● **Tareas del ejercicio**:
- A) Enumera las actitudes hacia el otro que, según el texto sobre la Trinidad, permiten aprender a vivir la diversidad en la unidad.
- B) Según el texto sobre la Trinidad, ¿a quiénes nos envía el Padre?
- C) Escribe la continuación del texto sobre la Trinidad a partir de su última oración.
---- Texto para leer
El misterio de la Trinidad nos dice justamente cómo se puede ser uno y
tres. Cómo en el amor se puede vivir en familia. Y la diversidad la puedo
aprender a vivir en la unidad cuando aprendo a amar al otro, cuando lo escucho,
lo comprendo, cuando no intento cambiarlo, cuando lo acepto. Muchas veces nos
pasa que lo primero que hacemos con alguien cuando hay algo que no nos cierra
pensamos, “¿cómo lo puedo cambiar?”. Y lo que nos dice Jesús es cómo lo puedo amar,
no cómo lo puedo cambiar; cómo lo puedo aceptar. Yo no me imagino al Padre, más
allá de toda la perfección filosófica, y todo lo que hablamos de la Trinidad,
queriendo cambiar al Hijo, sino queriendo amarlo, queriendo entregarse por Él.
Y creo que esa es la experiencia que nos transmite a nosotros. Cómo podemos crecer
en comunión en una diversidad. Cómo podemos amarnos y aceptarnos los unos a los
otros, e ir caminando juntos porque de alguna manera eso es lo que hace la
diferencia.
En segundo lugar podemos ver esa entrega. Si hay algo que nos muestra el
Padre es cómo nos envía al Hijo y cómo nos envía al Espíritu; quiere que lo
profundo de la Trinidad se dé, se entregue. Y a eso nos invita también a
nosotros, a hacer esa experiencia de ese Dios que se entrega, y como se entrega
a mí, me invita a entregarme también, a darme a los demás. Creo que si hay algo
que es un signo palpable de cuando vamos haciendo experiencia profunda de Dios,
es cuánto eso me invita a cambiar, cuánto eso me invita a transformarme.
--------
---- Sección de datos
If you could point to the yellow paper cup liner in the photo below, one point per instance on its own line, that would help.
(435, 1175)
--------
---- Sección de datos
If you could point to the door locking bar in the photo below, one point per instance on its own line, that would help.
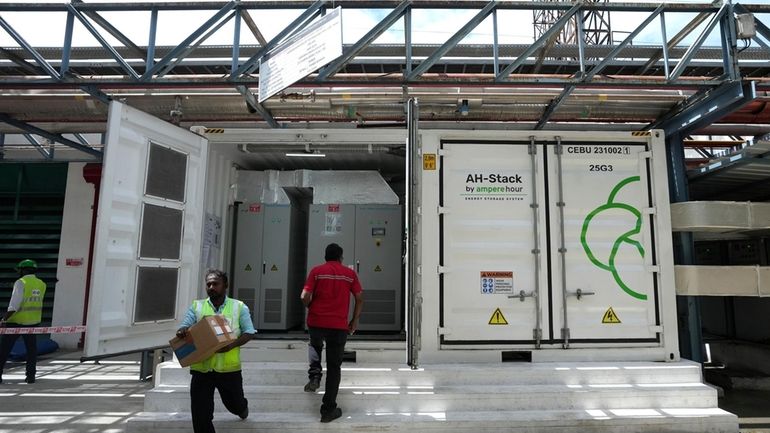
--------
● **Resultados**:
- A) Amarlo, escucharlo, comprenderlo, no intentar cambiarlo y aceptarlo.

- B) Al Hijo y al Espíritu.

- C)
Yo muchas veces descubro en mi vida, en mi ministerio, como cuando uno
tiene en la televisión dos angelitos en la cabeza, y uno le dice: hacé tal
cosa, y el otro: hacé tal otra, y uno no sabe a cuál escuchar. Y uno me dice: “descansá,
cuídate”, y el otro: “no, entregate, escuchá, andá a darte”. Obviamente que es
un arte el aprender, pero lo que descubro en Dios es que generalmente Él me
invita a algo más, a dar un poco más de mi vida. Cuando yo tiendo a cerrarme,
cuando tiendo a cuidarme, a acomodarme, Dios me dice: no te acomodes tanto,
entregate, date, abrite. Y me llama a una vida más plena. Y después cuando miro digo, “uh, qué bueno
estuvo esto. Qué bueno que me animé a dar este paso. Qué bueno que no me quedé
tirado en la cama viendo chicle mental, y que me anime a decir, “Voy”, por más
de que esté cansado, porque eso me transformó la vida.” Y cuando miro digo, “bueno,
que bueno que no seguí lo que yo primero pensaba, sino que abrí mi corazón a
este Espíritu.”
Creo que la experiencia de Dios es la que nos llama a algo más, y la que
nos ayuda a vivir en los valores. La gran crítica que hoy hacemos es que
vivimos en un mundo que ya no tiene valores. Jesús me invita a algo más. Cuando
estoy en Jesús me pregunto, ¿cuáles son los valores que Él vivió? Y cuando
quiero aprender de Jesús, creo que lo primero que tengo que saber es cuáles son
los valores que Él transmitió. Si quiero conocer más a Dios, tengo que mirarlo
a Jesús. Si quiero conocer cómo es la Trinidad, tengo que mirar su vida, descubrir
cómo fue generoso, cómo escuchaba al otro, cómo ponía la otra mejilla. Entonces
me pregunto cómo puedo hacer experiencia de Dios para formarme más. ¿Hacer y
vivir los valores de Jesús es formarme más? Sí, porque es vivirlos en mí. Y de
esa manera doy testimonio. Creo que la mejor manera de transmitir a Jesús es cuando
puedo hacerlo carne en mí, eso es lo que hizo Jesús. Agarró de lo suyo y se lo
dio al Espíritu para que se lo diera a otros. El Espíritu en Pentecostés hizo
lo mismo. Nos dio de ese seno de la Trinidad su corazón, ese amor, para que lo
vivamos en el corazón, y para que lo podamos llevar a los demás.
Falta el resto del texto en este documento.